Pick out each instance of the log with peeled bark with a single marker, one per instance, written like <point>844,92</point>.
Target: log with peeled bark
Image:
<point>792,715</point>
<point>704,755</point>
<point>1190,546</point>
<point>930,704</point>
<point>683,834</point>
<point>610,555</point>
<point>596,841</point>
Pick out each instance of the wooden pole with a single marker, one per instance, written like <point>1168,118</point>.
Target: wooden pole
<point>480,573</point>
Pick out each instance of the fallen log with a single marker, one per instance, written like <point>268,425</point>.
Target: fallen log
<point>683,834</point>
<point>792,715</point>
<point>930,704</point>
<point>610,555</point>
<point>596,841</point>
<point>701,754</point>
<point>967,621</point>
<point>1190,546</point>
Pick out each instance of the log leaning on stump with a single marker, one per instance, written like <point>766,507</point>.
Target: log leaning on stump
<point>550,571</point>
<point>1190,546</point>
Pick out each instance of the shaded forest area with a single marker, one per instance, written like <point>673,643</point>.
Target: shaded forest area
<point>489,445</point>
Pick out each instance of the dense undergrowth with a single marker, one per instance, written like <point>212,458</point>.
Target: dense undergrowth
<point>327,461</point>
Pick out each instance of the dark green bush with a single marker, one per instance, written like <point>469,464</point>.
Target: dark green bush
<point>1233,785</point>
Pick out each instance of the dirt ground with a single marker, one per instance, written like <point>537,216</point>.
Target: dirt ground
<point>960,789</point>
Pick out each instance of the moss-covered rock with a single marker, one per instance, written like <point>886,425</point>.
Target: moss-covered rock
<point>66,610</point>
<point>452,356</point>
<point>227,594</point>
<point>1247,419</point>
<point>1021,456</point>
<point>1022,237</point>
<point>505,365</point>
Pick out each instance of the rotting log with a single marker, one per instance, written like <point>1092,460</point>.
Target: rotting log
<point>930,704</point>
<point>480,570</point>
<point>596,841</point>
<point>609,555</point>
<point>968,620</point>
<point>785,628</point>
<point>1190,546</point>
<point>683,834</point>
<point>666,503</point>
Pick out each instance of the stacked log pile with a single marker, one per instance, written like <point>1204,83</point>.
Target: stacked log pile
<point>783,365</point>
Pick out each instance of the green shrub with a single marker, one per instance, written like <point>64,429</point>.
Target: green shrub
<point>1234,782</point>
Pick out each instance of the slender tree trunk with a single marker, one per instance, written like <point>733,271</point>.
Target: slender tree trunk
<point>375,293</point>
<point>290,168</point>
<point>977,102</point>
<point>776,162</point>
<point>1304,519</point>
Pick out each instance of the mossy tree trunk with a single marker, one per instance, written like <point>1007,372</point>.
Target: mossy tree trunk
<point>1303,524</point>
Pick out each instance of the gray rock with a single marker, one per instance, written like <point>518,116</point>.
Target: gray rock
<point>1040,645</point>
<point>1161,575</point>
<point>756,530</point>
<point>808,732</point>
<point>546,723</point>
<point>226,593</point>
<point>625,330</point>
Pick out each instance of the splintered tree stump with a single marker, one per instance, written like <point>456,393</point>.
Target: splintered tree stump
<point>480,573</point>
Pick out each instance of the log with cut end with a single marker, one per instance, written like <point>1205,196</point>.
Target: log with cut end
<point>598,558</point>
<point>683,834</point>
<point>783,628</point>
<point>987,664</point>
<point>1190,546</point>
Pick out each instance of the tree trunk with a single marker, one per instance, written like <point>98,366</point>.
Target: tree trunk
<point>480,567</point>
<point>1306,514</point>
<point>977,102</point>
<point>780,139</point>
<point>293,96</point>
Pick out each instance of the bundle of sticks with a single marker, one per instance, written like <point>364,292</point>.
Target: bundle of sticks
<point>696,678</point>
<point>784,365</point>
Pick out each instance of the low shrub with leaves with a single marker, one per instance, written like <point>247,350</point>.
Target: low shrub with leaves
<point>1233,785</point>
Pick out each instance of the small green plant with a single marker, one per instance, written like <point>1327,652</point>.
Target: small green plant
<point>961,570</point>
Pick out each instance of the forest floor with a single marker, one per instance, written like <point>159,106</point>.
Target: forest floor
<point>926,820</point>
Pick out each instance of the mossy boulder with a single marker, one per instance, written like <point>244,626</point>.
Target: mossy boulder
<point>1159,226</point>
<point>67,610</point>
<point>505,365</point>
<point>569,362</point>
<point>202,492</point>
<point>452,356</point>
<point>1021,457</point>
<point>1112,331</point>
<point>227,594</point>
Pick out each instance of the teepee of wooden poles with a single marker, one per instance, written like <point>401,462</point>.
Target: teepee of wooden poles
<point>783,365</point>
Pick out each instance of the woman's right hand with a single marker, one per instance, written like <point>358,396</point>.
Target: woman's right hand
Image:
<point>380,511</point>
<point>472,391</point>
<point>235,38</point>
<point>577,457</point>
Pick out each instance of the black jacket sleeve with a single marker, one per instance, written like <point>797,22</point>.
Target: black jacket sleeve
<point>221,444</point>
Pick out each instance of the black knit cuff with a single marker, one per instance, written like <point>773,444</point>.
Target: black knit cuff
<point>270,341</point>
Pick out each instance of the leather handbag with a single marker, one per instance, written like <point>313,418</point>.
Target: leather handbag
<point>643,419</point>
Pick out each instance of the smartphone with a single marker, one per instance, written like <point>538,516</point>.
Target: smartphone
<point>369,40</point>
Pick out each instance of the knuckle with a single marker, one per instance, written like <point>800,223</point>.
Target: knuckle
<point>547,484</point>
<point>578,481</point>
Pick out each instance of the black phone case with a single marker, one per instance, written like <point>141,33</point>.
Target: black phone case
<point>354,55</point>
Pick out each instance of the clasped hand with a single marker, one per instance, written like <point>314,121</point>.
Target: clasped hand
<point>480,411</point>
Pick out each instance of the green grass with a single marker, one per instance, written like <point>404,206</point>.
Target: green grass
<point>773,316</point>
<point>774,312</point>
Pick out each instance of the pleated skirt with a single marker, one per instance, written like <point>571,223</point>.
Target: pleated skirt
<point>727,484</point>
+++
THE REQUEST :: Quote the part of the entries that opens with the line containing "Pick out each instance of the mossy tree" and closes with the line containing "<point>1303,524</point>", including both of those lines.

WRITTEN REPLY ::
Pick out each instance of the mossy tree trunk with a single marker, one per instance, written like <point>1007,372</point>.
Target: mossy tree trunk
<point>1303,524</point>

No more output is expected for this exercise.